Your response should consist of the data that follows, repeated in full without alteration.

→ **Given entries**:
◇ ◇ ◇ ◇ ◇

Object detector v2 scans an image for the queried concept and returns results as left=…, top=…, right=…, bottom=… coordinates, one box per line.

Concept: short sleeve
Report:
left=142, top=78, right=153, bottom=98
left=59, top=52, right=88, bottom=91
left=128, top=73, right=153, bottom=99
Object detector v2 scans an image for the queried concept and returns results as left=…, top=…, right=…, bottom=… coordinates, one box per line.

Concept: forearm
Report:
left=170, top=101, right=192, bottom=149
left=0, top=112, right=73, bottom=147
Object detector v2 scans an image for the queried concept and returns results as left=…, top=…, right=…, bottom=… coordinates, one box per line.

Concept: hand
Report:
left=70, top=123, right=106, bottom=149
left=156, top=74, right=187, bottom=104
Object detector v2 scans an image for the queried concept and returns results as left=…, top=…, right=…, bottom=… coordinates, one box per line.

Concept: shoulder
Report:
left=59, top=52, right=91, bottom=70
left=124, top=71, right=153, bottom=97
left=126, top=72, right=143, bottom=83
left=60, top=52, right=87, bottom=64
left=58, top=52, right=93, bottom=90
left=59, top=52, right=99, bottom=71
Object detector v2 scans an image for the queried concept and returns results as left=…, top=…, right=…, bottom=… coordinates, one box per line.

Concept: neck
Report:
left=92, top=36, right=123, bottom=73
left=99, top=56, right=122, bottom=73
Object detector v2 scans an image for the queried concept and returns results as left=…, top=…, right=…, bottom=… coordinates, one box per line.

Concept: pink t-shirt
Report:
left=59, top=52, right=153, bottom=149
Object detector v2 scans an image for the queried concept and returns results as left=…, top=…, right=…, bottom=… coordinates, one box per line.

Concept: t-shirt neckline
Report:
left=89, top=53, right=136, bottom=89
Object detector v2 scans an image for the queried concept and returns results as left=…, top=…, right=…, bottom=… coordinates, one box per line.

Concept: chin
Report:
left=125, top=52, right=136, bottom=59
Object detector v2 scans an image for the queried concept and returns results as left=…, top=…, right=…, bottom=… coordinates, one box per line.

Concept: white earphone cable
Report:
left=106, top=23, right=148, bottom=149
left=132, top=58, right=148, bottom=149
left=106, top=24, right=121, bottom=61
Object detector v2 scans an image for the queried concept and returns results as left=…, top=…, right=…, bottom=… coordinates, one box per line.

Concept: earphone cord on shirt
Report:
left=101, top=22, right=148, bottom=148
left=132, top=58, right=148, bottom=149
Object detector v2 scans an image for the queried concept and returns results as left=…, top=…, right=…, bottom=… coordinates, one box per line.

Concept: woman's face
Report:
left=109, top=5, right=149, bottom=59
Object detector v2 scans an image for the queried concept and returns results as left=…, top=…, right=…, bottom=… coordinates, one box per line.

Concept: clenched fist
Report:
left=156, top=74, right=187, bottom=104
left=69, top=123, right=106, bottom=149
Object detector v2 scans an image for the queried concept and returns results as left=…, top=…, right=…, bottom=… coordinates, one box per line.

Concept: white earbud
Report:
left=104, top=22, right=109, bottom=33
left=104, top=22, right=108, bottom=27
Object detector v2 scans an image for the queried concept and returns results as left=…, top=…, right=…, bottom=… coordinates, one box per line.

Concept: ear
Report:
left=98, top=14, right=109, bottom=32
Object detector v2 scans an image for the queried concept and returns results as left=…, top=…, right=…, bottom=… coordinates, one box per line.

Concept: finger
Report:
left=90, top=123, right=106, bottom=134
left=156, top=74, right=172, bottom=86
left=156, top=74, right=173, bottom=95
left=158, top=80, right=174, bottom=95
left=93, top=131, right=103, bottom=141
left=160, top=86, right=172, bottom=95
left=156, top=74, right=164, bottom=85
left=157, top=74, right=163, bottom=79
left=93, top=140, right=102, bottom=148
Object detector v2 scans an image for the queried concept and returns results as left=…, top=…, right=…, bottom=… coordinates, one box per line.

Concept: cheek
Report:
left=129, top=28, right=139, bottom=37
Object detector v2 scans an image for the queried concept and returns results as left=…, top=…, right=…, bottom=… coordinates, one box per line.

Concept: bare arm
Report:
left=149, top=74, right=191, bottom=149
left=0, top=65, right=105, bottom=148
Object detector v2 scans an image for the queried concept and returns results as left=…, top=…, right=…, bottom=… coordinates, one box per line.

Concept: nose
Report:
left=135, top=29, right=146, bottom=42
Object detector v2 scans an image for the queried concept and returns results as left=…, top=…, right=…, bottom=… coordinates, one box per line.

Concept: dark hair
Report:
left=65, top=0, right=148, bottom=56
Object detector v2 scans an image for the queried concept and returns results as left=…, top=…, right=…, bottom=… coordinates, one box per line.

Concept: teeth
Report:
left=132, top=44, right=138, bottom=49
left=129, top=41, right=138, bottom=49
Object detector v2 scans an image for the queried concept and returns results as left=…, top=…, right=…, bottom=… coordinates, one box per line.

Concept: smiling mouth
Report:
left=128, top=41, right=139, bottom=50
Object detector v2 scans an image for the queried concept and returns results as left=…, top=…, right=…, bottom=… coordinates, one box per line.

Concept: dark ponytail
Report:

◇ ◇ ◇ ◇ ◇

→ **Task answer**:
Object detector v2 scans an image for the queried concept and returns results as left=…, top=…, right=…, bottom=… coordinates, one box per line.

Concept: short sleeve
Report:
left=142, top=78, right=153, bottom=98
left=59, top=52, right=88, bottom=91
left=128, top=73, right=153, bottom=99
Object detector v2 scans an image for the queried concept and returns results as left=…, top=…, right=…, bottom=… coordinates, one box per line.

Concept: forearm
Report:
left=170, top=101, right=192, bottom=149
left=0, top=112, right=73, bottom=147
Object detector v2 scans an image for the queried concept and returns results as left=…, top=…, right=…, bottom=… coordinates, one box per line.

Concept: hand
Report:
left=70, top=123, right=106, bottom=149
left=156, top=74, right=187, bottom=104
Object detector v2 scans an image for the queried concept and returns results as left=…, top=…, right=…, bottom=… coordinates, one box per line.

Concept: shoulder
Report:
left=59, top=52, right=91, bottom=70
left=124, top=71, right=153, bottom=97
left=126, top=72, right=143, bottom=83
left=60, top=52, right=87, bottom=64
left=58, top=52, right=93, bottom=90
left=59, top=52, right=99, bottom=71
Object detector v2 scans an image for the queried concept and returns results as left=…, top=…, right=…, bottom=… coordinates, one box per line.

Concept: neck
Report:
left=92, top=36, right=123, bottom=73
left=99, top=56, right=122, bottom=73
Object detector v2 scans an image for the queried concept and returns results as left=…, top=…, right=…, bottom=… coordinates, one box per line.

Concept: pink t-shirt
Report:
left=59, top=52, right=153, bottom=149
Object detector v2 scans an image for the queried concept and returns results as left=…, top=…, right=…, bottom=… coordinates, one box per line.

Concept: t-shirt neckline
Report:
left=89, top=53, right=136, bottom=89
Object detector v2 scans an image for the queried concept and returns results as left=…, top=…, right=…, bottom=… coordinates, one box per line.

Concept: chin
Report:
left=125, top=52, right=136, bottom=59
Object detector v2 scans an image for the queried concept and returns results as left=…, top=…, right=…, bottom=… coordinates, one box per line.

Concept: white earphone cable
Report:
left=106, top=23, right=148, bottom=149
left=132, top=58, right=148, bottom=149
left=106, top=24, right=121, bottom=61
Object detector v2 scans an image for the queried concept and returns results as left=…, top=…, right=…, bottom=… coordinates, one box per line.

Concept: earphone cord on shirt
Report:
left=101, top=22, right=148, bottom=148
left=132, top=58, right=148, bottom=149
Object detector v2 scans an image for the queried concept and returns results as left=…, top=…, right=…, bottom=… coordinates, one box per line.

Concept: woman's face
Report:
left=109, top=5, right=149, bottom=59
Object detector v2 scans an image for the queried concept and returns results as left=…, top=…, right=…, bottom=… coordinates, one box per line.

Concept: clenched fist
Report:
left=156, top=74, right=187, bottom=104
left=69, top=123, right=106, bottom=149
Object detector v2 scans an image for the queried concept and returns results as left=…, top=…, right=…, bottom=… coordinates, one box per line.

Concept: white earbud
Report:
left=104, top=22, right=109, bottom=33
left=104, top=22, right=108, bottom=27
Object detector v2 scans an image for the queried concept and returns results as left=…, top=…, right=…, bottom=… coordinates, one box per line.

Concept: ear
Report:
left=98, top=14, right=109, bottom=32
Object detector v2 scans an image for the queried concept and returns results as left=…, top=…, right=…, bottom=… coordinates, one box per line.

Concept: finger
Report:
left=90, top=123, right=106, bottom=134
left=156, top=74, right=172, bottom=86
left=156, top=74, right=173, bottom=95
left=158, top=80, right=174, bottom=95
left=93, top=131, right=103, bottom=141
left=160, top=86, right=172, bottom=95
left=156, top=74, right=164, bottom=85
left=157, top=74, right=163, bottom=79
left=93, top=140, right=102, bottom=148
Object detector v2 scans an image for the queried concept and returns results as left=…, top=…, right=…, bottom=… coordinates, one box per line.

Concept: cheek
Report:
left=129, top=28, right=139, bottom=37
Object detector v2 scans an image for the queried concept and returns results as left=…, top=…, right=…, bottom=… coordinates, one box per line.

Concept: bare arm
Report:
left=149, top=74, right=191, bottom=149
left=0, top=65, right=105, bottom=148
Object detector v2 scans an image for the queried concept and returns results as left=…, top=…, right=…, bottom=… coordinates, one box per line.

Concept: nose
Report:
left=135, top=29, right=146, bottom=42
Object detector v2 scans an image for the queried concept and returns results as left=…, top=…, right=…, bottom=… coordinates, one box per line.

Concept: dark hair
Report:
left=65, top=0, right=148, bottom=56
Object detector v2 scans an image for the queried concept and returns results as left=…, top=…, right=…, bottom=… coordinates, one box per line.

Concept: teeth
Report:
left=132, top=44, right=138, bottom=49
left=129, top=41, right=138, bottom=49
Object detector v2 scans an image for the queried concept and returns results as left=…, top=…, right=…, bottom=… coordinates, one box per line.

Concept: smiling mouth
Report:
left=128, top=41, right=139, bottom=50
Object detector v2 scans an image for the queried concept and returns results as left=…, top=…, right=…, bottom=… coordinates, one box per line.

Concept: dark ponytail
Report:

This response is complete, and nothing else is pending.